» Extracted records
+ + + +

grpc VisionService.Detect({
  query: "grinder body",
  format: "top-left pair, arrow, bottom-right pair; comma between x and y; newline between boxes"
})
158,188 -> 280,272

+ + + +

» Task prompt
Transcribe every record. Match each line exactly.

» Result for this task
grpc VisionService.Detect({
  query: "grinder body",
  format: "top-left pair, arrow, bottom-right pair; comma between x and y; newline between boxes"
})
158,188 -> 280,272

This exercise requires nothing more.